## Task goal
Please copy, exactly and with no pictures, only the lines from the one containing "point per instance: green" through the last line of the records.

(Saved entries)
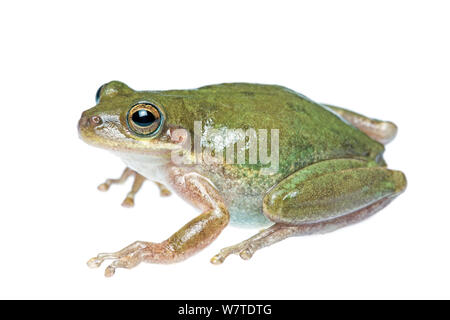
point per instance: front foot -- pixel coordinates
(139, 180)
(130, 256)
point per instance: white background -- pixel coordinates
(386, 59)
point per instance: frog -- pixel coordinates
(329, 172)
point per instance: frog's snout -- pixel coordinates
(89, 121)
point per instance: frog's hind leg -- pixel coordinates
(128, 202)
(381, 131)
(321, 198)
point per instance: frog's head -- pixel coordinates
(127, 120)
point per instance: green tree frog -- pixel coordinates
(211, 147)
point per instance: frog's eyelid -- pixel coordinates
(160, 119)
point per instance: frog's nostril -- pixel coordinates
(86, 121)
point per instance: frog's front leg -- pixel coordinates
(191, 238)
(321, 198)
(137, 184)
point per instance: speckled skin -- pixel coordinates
(314, 140)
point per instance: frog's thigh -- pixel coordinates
(330, 189)
(321, 198)
(381, 131)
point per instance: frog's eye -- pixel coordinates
(98, 94)
(144, 119)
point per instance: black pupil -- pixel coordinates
(143, 118)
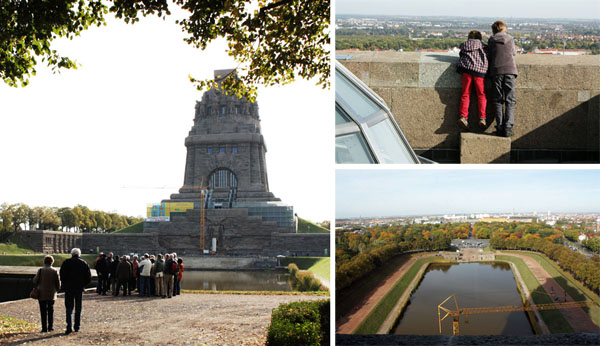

## Finished exercise
point per instance: green tree frog -- pixel coordinates
(211, 147)
point per instance: frog's eyelid -- pixel coordinates
(160, 119)
point per instance: frog's nostril -- pixel coordinates
(86, 121)
point per instance: frog's front leg -- pixel coordinates
(191, 238)
(321, 198)
(137, 184)
point per instance: speckled skin -- pixel coordinates
(314, 140)
point per instance: frog's thigh -- pixel coordinates
(330, 189)
(321, 198)
(381, 131)
point per instance: frog's eye -- pixel coordinates
(98, 94)
(144, 119)
point per instance: black pupil -- pixel coordinates
(143, 118)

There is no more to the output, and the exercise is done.